═════ Texto mostrado
La cinta húngara “El hijo de Saúl” nos ganó en los Óscar como mejor película extranjera. Superó a nuestra “El abrazo de la serpiente”, y nos dejó con los crespos hechos.

No es extraño. Su director Laszlo Nemes, de 39 años, quiso hacerla desde muy niño, a sus cinco, luego de que su mamá le relatara la desaparición de su familia en los campos de exterminio nazi.

Educado en Francia, de padre director de cine, y él mismo asistente del célebre Bela Tarr, Nemes vio todo el cine sobre el Holocausto, leyó todos los libros, entrevistó a sobrevivientes, en especial a miembros de los sonderkommandos, escuadrón de prisioneros judíos obligados a hacer limpieza en aquellos campos.

Apuntó a una película distinta y lo logró, en forma y fondo. Los críticos han destacado esa cámara en mano que muestra la cara de piedra de Saúl, uno de los sonderkommandos, y apenas insinúa en desenfoque los blancos cuerpos gaseados, las llamas que los engullen luego, los socavones sin escape que serán también la muerte de estos colaboracionistas forzados.

También han elogiado el sonido hiperrealista –gemidos, sofocos, órdenes, disparos, la parafernalia del infierno- que envuelve al espectador y lo hace ver por los oídos.
══════════
═════ Datos almacenados
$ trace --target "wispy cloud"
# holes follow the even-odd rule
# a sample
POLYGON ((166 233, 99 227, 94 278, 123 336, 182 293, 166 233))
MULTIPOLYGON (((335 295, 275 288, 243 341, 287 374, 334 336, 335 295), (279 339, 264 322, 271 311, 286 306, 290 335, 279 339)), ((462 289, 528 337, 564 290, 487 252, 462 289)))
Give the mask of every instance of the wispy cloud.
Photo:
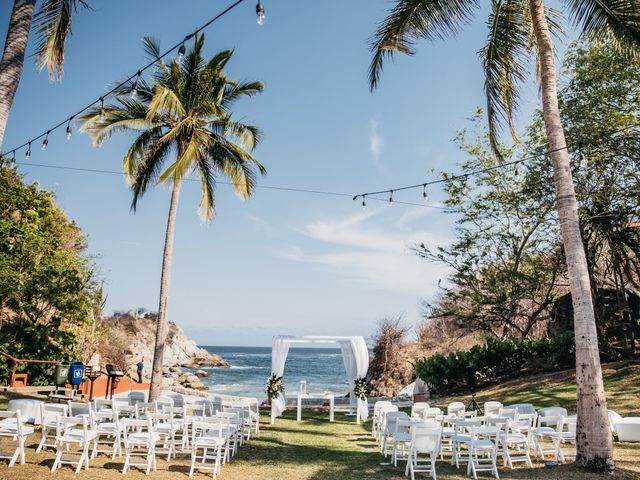
POLYGON ((357 213, 337 220, 312 221, 299 232, 314 242, 306 248, 288 245, 280 256, 323 266, 359 287, 418 297, 433 294, 438 279, 443 278, 446 271, 439 265, 420 260, 410 248, 417 243, 439 245, 446 239, 426 230, 399 226, 399 223, 408 225, 410 218, 396 222, 395 226, 384 222, 385 228, 376 228, 372 224, 384 210, 357 213))
POLYGON ((384 141, 378 134, 378 121, 369 120, 369 152, 373 158, 373 164, 378 170, 382 170, 382 146, 384 141))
══════════
> **Requisitos de tareas**:
[a] Reproduzca literalmente el fragmento del texto sobre «El hijo de Saúl» que va desde "Educado en Francia, de" hasta "estos colaboracionistas forzados.".
[b] Según el texto sobre «El hijo de Saúl», ¿qué edad tiene su director, Laszlo Nemes?
El material no resulta necesario.

> **Respuestas por tarea**:
[a]
Educado en Francia, de padre director de cine, y él mismo asistente del célebre Bela Tarr, Nemes vio todo el cine sobre el Holocausto, leyó todos los libros, entrevistó a sobrevivientes, en especial a miembros de los sonderkommandos, escuadrón de prisioneros judíos obligados a hacer limpieza en aquellos campos.

Apuntó a una película distinta y lo logró, en forma y fondo. Los críticos han destacado esa cámara en mano que muestra la cara de piedra de Saúl, uno de los sonderkommandos, y apenas insinúa en desenfoque los blancos cuerpos gaseados, las llamas que los engullen luego, los socavones sin escape que serán también la muerte de estos colaboracionistas forzados.

[b] Tiene 39 años.